▸ What is required: Rewrite the records from the start through the line with "Query: electrical cable", putting "power line" in place of "electrical cable" and leaving everything else as it is.

▸ Supplied material:

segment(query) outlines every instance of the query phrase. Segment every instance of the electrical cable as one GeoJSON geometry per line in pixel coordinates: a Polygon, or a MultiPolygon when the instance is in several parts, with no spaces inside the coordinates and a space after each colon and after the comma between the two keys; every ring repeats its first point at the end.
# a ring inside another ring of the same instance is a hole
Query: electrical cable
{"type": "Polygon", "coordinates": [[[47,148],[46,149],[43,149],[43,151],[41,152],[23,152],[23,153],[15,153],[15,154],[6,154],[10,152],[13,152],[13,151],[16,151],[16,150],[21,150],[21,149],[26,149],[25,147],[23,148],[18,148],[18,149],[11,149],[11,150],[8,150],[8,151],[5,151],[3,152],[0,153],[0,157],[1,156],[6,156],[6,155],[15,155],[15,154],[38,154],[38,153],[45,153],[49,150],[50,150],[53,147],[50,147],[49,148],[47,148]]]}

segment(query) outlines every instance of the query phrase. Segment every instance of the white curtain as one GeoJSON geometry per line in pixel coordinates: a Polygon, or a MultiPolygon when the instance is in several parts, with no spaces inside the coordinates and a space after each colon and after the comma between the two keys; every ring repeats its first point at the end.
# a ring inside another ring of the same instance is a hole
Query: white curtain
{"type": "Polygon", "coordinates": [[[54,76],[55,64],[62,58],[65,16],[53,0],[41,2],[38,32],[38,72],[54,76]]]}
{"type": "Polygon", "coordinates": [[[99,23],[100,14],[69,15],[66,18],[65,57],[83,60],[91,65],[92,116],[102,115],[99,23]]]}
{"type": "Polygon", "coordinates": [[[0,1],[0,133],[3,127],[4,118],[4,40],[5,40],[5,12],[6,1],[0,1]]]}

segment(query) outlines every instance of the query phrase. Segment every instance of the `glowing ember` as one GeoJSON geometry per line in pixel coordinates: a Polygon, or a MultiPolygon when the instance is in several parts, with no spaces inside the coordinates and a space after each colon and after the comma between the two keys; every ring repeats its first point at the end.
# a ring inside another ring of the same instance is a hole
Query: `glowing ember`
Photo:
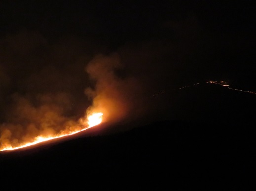
{"type": "Polygon", "coordinates": [[[88,117],[89,128],[99,125],[102,121],[102,113],[96,113],[88,117]]]}
{"type": "Polygon", "coordinates": [[[46,141],[47,140],[54,139],[63,136],[75,134],[77,133],[86,130],[86,129],[90,128],[91,127],[95,126],[97,125],[99,125],[102,121],[102,115],[103,115],[103,113],[94,113],[92,115],[89,115],[87,117],[88,126],[79,130],[70,131],[69,133],[66,134],[60,133],[56,134],[54,136],[48,137],[42,136],[37,136],[35,138],[33,142],[25,143],[20,146],[17,147],[13,147],[11,145],[6,145],[3,148],[2,148],[0,151],[16,150],[22,148],[25,148],[30,146],[34,145],[39,143],[46,141]]]}

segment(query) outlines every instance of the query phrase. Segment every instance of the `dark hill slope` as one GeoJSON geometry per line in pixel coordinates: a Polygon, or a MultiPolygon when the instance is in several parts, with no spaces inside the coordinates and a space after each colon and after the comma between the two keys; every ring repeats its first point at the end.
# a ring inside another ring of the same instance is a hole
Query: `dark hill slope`
{"type": "Polygon", "coordinates": [[[118,186],[134,187],[143,182],[141,187],[149,188],[152,184],[168,188],[176,179],[240,177],[254,171],[253,125],[163,121],[112,135],[2,152],[1,180],[19,188],[50,184],[108,188],[120,183],[125,184],[118,186]]]}

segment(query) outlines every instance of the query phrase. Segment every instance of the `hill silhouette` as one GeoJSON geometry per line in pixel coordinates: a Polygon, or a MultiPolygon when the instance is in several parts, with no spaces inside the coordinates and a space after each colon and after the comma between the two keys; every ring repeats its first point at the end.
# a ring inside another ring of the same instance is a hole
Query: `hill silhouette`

▸ Final answer:
segment(query) outlines every instance of the query phrase. Segment every instance of the power line as one GeoJSON geometry per line in pixel coordinates: a Polygon, or a MultiPolygon when the instance is in several parts, with no spaces inside the coordinates and a space after each colon and after the comma between the two keys; every ring repeats its first point at the end.
# a ring inside another ring of the same instance is a hole
Query: power line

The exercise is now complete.